### SUPPLIED ENTRIES
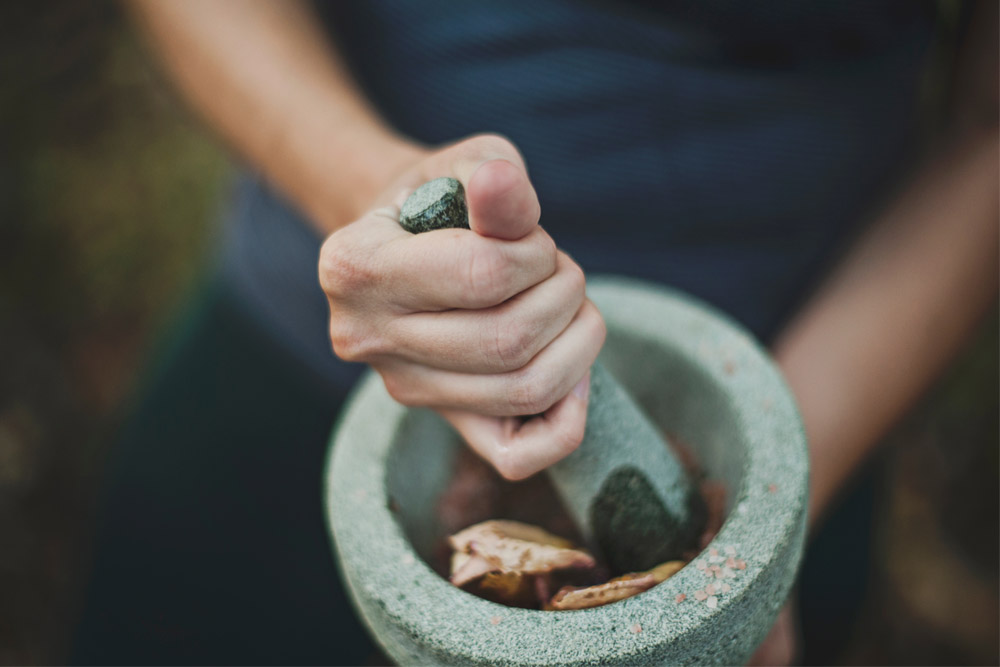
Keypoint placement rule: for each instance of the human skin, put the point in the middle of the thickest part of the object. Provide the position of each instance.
(869, 341)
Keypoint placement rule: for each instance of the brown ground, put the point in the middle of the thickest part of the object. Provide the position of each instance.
(107, 193)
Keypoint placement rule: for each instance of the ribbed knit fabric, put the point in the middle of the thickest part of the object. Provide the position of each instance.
(726, 148)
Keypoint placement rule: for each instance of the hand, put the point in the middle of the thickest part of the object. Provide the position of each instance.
(483, 325)
(781, 646)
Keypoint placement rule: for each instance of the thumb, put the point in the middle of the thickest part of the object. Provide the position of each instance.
(502, 202)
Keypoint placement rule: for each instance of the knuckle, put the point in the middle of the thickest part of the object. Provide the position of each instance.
(485, 279)
(532, 392)
(351, 341)
(569, 438)
(341, 271)
(510, 466)
(576, 278)
(398, 389)
(514, 345)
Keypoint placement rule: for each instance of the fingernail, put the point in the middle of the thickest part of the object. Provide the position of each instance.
(582, 388)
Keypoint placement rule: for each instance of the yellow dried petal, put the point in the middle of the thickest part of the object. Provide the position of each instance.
(596, 596)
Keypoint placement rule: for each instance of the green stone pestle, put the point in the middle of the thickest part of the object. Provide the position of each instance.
(624, 488)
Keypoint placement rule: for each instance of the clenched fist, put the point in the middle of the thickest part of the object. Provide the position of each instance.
(482, 325)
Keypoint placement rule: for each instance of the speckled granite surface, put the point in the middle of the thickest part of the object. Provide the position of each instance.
(698, 377)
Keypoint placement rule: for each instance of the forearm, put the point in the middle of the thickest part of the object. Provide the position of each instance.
(896, 310)
(262, 74)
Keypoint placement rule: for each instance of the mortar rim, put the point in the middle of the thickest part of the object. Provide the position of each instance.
(469, 627)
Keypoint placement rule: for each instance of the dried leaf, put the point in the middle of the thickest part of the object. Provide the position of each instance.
(664, 571)
(465, 568)
(510, 546)
(620, 588)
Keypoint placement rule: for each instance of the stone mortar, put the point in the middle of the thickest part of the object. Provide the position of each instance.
(700, 378)
(628, 494)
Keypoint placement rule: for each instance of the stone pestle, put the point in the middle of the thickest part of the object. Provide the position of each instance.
(624, 488)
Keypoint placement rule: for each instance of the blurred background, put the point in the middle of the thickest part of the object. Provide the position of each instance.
(110, 196)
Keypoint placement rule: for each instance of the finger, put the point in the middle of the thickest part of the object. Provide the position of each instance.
(502, 202)
(457, 268)
(493, 340)
(374, 260)
(518, 449)
(529, 390)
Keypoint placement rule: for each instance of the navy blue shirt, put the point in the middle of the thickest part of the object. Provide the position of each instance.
(726, 148)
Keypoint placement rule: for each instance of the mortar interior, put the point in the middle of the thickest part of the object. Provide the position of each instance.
(676, 391)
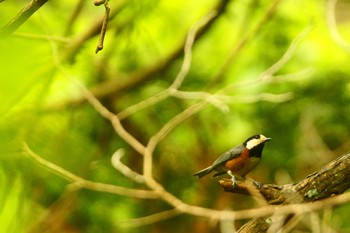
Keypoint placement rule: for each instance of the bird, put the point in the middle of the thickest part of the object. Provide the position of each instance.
(239, 160)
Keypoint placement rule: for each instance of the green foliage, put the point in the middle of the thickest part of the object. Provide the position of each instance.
(42, 106)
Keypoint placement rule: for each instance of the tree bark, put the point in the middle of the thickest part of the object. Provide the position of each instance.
(332, 179)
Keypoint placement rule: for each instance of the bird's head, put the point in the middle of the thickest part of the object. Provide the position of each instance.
(255, 141)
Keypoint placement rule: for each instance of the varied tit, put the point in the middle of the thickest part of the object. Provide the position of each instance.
(240, 160)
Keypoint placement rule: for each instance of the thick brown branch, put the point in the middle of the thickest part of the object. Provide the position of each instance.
(332, 179)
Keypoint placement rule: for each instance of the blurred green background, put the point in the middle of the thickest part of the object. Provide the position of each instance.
(142, 56)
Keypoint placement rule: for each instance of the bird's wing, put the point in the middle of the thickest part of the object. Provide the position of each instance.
(233, 153)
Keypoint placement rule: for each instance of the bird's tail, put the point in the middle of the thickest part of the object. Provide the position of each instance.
(203, 172)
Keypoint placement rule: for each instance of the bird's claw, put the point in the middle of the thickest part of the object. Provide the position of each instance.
(233, 179)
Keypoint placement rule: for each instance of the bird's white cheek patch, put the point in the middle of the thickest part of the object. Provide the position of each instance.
(252, 143)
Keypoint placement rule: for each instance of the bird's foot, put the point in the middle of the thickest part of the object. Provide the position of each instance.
(233, 179)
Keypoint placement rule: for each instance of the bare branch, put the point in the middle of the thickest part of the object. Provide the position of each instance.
(81, 182)
(332, 26)
(161, 216)
(104, 26)
(21, 17)
(125, 170)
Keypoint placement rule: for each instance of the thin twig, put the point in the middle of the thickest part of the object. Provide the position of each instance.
(161, 216)
(125, 170)
(332, 25)
(21, 17)
(104, 27)
(81, 182)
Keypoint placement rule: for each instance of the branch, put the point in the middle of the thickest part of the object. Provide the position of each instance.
(81, 182)
(331, 180)
(21, 17)
(118, 84)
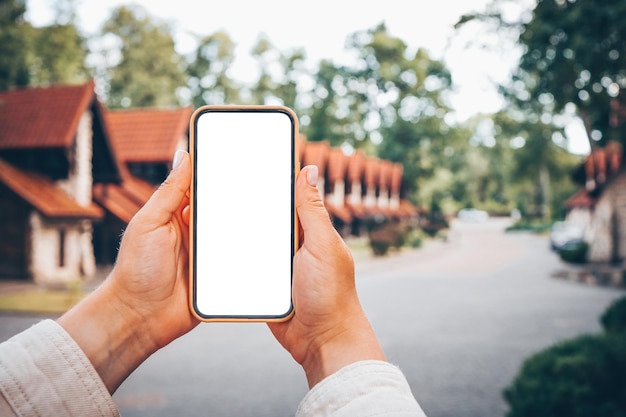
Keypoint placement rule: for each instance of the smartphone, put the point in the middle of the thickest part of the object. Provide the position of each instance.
(243, 225)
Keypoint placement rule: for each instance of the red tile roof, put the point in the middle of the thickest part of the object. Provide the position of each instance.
(337, 165)
(42, 117)
(147, 135)
(44, 195)
(396, 177)
(124, 200)
(386, 170)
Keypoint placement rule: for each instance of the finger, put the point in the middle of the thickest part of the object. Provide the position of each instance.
(167, 199)
(314, 218)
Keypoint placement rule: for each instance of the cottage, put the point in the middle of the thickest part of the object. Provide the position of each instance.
(600, 207)
(144, 141)
(356, 188)
(53, 149)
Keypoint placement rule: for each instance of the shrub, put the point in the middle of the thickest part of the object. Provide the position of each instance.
(614, 318)
(581, 377)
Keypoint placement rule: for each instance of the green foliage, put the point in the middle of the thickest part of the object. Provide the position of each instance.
(208, 80)
(150, 71)
(14, 40)
(58, 55)
(581, 377)
(614, 318)
(575, 52)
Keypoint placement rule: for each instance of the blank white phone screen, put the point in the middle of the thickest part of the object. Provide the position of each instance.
(244, 213)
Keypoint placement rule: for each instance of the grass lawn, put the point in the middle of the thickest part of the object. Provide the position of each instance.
(40, 301)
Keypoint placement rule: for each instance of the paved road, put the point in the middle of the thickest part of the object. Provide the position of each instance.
(458, 317)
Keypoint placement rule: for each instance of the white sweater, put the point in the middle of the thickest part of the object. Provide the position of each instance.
(43, 372)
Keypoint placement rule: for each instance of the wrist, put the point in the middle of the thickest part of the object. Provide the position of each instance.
(109, 333)
(345, 346)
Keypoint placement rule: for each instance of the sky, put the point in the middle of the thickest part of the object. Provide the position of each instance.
(321, 28)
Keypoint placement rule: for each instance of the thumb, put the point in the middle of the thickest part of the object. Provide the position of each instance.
(167, 199)
(314, 219)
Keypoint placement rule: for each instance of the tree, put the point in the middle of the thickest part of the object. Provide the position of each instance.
(58, 55)
(14, 40)
(574, 54)
(150, 71)
(207, 71)
(279, 74)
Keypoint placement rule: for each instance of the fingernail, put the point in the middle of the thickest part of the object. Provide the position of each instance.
(311, 175)
(178, 158)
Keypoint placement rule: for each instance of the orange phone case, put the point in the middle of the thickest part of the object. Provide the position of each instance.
(192, 214)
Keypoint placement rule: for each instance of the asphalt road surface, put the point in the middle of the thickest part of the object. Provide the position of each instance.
(458, 317)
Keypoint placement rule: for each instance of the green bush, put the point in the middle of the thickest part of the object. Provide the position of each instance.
(582, 377)
(614, 318)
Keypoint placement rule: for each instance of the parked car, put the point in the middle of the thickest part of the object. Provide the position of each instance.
(564, 233)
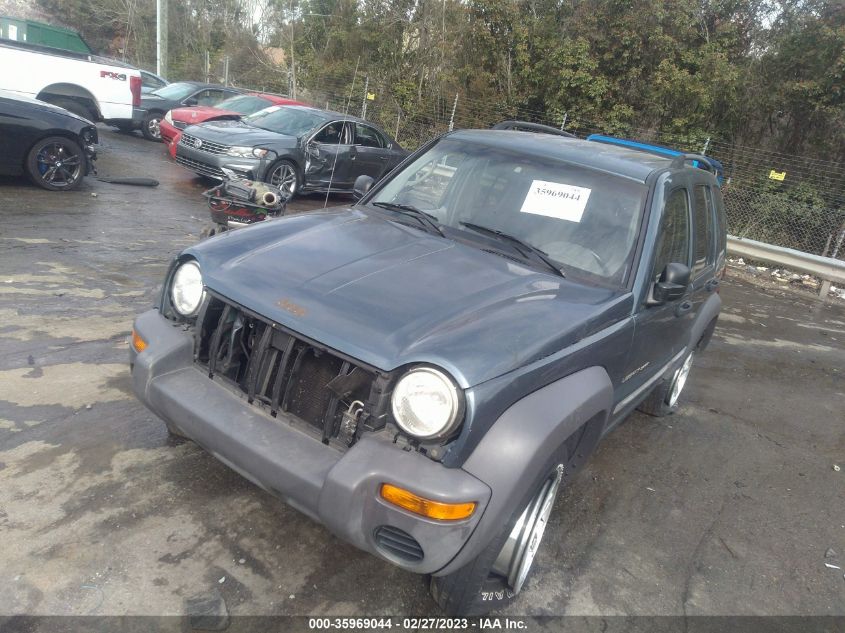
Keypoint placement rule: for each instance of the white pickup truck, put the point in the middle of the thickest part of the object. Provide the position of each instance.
(93, 87)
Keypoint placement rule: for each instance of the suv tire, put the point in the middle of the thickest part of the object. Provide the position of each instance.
(663, 400)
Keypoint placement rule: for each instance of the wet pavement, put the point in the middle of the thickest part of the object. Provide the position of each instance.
(727, 507)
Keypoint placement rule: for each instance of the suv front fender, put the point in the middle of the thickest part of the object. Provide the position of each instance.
(527, 441)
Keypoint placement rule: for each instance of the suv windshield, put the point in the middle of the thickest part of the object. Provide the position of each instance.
(292, 121)
(244, 104)
(175, 91)
(584, 219)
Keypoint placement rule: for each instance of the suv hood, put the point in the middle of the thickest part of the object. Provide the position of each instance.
(198, 114)
(389, 294)
(239, 133)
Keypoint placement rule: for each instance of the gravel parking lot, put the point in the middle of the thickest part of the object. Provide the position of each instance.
(728, 507)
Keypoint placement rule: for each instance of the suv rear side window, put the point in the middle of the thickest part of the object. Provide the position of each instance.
(366, 136)
(703, 217)
(673, 240)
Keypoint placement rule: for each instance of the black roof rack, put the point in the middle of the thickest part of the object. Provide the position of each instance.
(527, 126)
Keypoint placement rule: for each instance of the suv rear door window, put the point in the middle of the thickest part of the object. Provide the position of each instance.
(674, 238)
(703, 218)
(365, 136)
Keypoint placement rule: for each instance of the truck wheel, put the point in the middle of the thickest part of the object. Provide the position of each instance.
(499, 572)
(56, 163)
(77, 107)
(663, 400)
(149, 126)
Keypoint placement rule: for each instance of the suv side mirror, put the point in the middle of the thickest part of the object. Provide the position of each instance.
(363, 184)
(672, 284)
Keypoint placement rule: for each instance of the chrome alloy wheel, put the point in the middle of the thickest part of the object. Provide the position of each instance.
(284, 177)
(59, 165)
(517, 555)
(153, 126)
(679, 380)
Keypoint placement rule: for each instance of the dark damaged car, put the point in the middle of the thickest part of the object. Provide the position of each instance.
(420, 372)
(295, 148)
(53, 146)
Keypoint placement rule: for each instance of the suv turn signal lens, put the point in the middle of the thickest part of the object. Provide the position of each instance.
(426, 507)
(138, 344)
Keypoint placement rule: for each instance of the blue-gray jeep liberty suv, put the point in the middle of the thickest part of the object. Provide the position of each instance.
(422, 370)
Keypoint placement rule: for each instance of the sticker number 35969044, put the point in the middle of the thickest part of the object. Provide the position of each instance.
(556, 200)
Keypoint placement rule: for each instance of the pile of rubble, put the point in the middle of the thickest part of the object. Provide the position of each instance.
(784, 277)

### AIM
Copy out word for word the part of the data that begins with the line containing "Keypoint placement rule: for each instance of the chrome" and runs through the final line of the data, with both of those lines included.

### REPLY TO THE EXERCISE
Keypoint placement rule: for each instance of the chrome alloy wheel, put the point in the middle of the thickest part of the object. Provide the position of each instance.
(284, 177)
(59, 165)
(517, 555)
(153, 126)
(679, 380)
Keypoint placement rule: for each instance of the dark damaged car, put the point in the middle of the thickest part of the object. Provide the position of each instance.
(420, 372)
(295, 148)
(53, 146)
Keypoint placement rule: for each instance of the suv turn signal lens, put the point in the middle of the thickest part of the object. Provide the position of each instance.
(426, 507)
(138, 344)
Keypoint placement rule: for each instance of the blue-gray jeep liberty suv, put the point in the middle of the thickest part of the object. Provide the position of each instance.
(422, 370)
Keypoint placement rule: for each instance of the sticker number 35969044, put the point in the middle of the thickest part of the object. Provide the position of each instance.
(556, 200)
Keypoint placement rule: for each instance of the pile of rubble, put the point in the middle of the thickest part of the object. Provide the position of each instance.
(784, 277)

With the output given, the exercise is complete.